## Excerpt
I bring you a weekly bite-sized chunk of the science behind helicopter human factors and CRM in practice, simplifying the complex and distilling a helicopter related study into a summary of less than 500 words.
TITLE:
Nine golden codes: Improving the accuracy of Helicopter Emergency Medical Services (HEMS) dispatch—A retrospective, multi-organisational study in the east of England.
WHAT?
Study identifying a small number of emergency dispatch codes that are highly predictive of cases requiring Helicopter Emergency Medical Services (HEMS). The aim was to improve dispatch accuracy so that specialist helicopter teams are sent earlier to patients most likely to benefit, while reducing unnecessary taskings.
WHERE?
The research analysed dispatches across the East of England Ambulance Service and three HEMS organisations operating from five bases, covering a population of approximately 6.3 million.
WHEN?
Published in 2023 in the Scandinavian Journal of Trauma, Resuscitation and Emergency Medicine. The analysis used dispatch data collected between 2016 and 2019.
WHY?
HEMS is a scarce, expensive and high-risk resource. Poor dispatch decisions can either delay specialists care or expose crews to unnecessary aviation risk through avoidable missions. Despite dispatch being recognised as a research priority for more than a decade, there has been little evidence to guide dispatch criteria. This study sought to provide an evidence-based approach using information available during the initial emergency call.
HOW?
Researchers analysed more than 25,000 HEMS dispatches and compared Advanced Medical Priority Dispatch System (AMPDS) codes with the actual outcome of each mission.
Two measures of dispatch quality were used: whether the HEMS crew made patient contact and whether they performed a HEMS-level intervention, such as pre-hospital emergency anaesthesia, advanced analgesia or helicopter transport.
Statistical modelling identified nine AMPDS codes that consistently predicted high-value HEMS missions.
FINDINGS:
Around 60% of dispatches resulted in patient contact and 37% involved specialist HEMS interventions.

## Stored records
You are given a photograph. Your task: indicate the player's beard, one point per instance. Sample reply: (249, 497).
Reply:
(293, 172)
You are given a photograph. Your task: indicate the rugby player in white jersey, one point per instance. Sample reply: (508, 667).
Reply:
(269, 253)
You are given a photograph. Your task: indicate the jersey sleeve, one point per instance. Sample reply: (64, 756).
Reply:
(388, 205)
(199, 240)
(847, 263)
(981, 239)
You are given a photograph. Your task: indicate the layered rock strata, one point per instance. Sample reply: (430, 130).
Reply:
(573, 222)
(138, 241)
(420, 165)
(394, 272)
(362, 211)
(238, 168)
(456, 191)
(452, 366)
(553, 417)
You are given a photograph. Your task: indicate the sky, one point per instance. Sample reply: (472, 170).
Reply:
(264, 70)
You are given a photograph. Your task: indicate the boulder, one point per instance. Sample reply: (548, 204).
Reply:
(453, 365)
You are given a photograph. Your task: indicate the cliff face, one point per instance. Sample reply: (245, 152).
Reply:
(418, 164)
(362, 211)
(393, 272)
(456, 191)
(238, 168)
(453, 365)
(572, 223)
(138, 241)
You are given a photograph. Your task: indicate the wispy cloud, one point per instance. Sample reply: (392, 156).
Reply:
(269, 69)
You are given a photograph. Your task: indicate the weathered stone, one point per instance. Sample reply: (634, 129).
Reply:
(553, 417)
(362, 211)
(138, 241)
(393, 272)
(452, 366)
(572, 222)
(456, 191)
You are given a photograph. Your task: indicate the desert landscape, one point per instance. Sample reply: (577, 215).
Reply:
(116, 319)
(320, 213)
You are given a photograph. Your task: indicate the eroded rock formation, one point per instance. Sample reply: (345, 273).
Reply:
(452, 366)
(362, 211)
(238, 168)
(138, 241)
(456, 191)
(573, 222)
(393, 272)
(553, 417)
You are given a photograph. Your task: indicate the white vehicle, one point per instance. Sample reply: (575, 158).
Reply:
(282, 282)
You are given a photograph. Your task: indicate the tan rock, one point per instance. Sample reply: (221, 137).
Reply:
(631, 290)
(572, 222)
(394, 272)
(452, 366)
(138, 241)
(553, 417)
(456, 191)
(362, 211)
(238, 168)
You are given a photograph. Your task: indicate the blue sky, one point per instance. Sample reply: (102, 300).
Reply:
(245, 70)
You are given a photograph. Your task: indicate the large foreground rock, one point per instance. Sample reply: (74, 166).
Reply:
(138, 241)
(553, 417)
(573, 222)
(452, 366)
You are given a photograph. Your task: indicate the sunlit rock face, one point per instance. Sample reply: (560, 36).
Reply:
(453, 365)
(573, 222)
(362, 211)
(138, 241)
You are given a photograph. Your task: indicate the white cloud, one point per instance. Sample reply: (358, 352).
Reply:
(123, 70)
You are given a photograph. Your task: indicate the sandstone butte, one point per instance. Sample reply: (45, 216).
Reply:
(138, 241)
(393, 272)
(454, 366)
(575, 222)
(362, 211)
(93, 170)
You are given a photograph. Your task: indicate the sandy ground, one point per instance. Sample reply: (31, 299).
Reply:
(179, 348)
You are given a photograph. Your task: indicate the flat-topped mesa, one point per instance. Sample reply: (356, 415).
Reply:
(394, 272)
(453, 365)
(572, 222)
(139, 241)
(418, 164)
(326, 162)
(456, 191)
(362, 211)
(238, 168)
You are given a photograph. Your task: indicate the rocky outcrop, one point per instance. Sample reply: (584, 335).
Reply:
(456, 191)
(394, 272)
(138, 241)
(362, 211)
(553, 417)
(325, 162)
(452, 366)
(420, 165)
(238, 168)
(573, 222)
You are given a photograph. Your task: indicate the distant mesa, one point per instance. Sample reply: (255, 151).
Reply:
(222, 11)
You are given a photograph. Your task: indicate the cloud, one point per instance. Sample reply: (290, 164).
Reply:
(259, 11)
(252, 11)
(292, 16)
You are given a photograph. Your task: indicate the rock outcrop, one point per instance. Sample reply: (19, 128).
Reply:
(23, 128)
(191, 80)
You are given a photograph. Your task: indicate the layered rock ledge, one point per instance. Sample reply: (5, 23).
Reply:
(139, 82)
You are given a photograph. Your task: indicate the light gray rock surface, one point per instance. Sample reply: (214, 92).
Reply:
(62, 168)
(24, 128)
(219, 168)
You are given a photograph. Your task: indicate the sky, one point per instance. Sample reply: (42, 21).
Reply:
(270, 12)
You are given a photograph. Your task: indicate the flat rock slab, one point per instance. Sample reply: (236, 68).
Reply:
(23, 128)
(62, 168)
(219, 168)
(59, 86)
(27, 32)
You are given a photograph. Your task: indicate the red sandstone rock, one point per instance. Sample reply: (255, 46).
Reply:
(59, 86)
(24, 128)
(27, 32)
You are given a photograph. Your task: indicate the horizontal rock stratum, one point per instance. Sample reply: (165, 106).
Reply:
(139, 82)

## What the task requires
Translate this sentence from the HEMS dispatch summary into Spanish: "Statistical modelling identified nine AMPDS codes that consistently predicted high-value HEMS missions."

## Task response
La modelización estadística identificó nueve códigos AMPDS que predecían de forma constante las misiones HEMS de alto valor.